* **Task prompt**
Please reproduce, word for word, the part of the records below that opens with the line containing "the stage light." and closes with the last line of the records, both ends included.

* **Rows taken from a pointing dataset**
+-------+

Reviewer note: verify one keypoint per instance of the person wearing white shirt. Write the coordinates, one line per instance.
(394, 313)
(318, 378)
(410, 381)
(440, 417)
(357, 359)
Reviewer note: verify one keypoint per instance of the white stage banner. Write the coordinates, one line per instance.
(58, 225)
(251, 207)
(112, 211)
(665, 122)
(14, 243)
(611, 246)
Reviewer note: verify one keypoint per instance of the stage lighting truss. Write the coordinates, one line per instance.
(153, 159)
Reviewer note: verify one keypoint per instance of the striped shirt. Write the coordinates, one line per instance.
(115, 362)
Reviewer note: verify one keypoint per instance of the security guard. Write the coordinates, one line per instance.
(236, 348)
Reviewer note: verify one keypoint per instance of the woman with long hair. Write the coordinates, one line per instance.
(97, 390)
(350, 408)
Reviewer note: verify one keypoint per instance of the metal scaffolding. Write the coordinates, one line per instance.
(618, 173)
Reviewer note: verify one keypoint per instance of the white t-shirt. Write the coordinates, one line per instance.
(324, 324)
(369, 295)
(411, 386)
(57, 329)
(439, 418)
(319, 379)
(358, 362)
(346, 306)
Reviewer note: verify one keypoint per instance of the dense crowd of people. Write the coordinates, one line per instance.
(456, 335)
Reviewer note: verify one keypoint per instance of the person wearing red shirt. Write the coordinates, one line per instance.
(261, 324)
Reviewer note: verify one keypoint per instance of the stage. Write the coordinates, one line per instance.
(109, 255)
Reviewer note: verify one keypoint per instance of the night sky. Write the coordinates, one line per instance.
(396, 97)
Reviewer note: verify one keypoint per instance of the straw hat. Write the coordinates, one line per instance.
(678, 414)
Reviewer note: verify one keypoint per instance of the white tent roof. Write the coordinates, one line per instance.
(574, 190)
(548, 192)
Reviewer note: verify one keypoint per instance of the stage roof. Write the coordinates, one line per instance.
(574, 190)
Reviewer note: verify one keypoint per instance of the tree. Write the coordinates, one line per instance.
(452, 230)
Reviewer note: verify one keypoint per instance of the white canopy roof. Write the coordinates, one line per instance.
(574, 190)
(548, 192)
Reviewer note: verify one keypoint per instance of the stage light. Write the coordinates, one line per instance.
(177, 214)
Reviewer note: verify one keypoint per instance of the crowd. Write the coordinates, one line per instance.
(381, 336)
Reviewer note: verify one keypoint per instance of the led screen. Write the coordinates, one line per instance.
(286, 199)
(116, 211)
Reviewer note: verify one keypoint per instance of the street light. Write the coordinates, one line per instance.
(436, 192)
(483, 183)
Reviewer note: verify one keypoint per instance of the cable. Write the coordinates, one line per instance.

+-------+

* **The output**
Reviewer note: verify one keypoint per instance of the stage light. Write the coordinates, one line per instance.
(177, 214)
Reviewer note: verify one keypoint per instance of the crowd. Write the coordinates, one line per instance.
(381, 336)
Reviewer note: verify one keypoint per instance of the led screen. Write the coordinates, one line per instance.
(286, 199)
(116, 211)
Reviewer note: verify one keypoint per instance of the street light. Write the coordinates, one line per instance.
(436, 192)
(483, 183)
Reviewer note: verify one keypoint per instance of the cable. Write the coordinates, one line per instance.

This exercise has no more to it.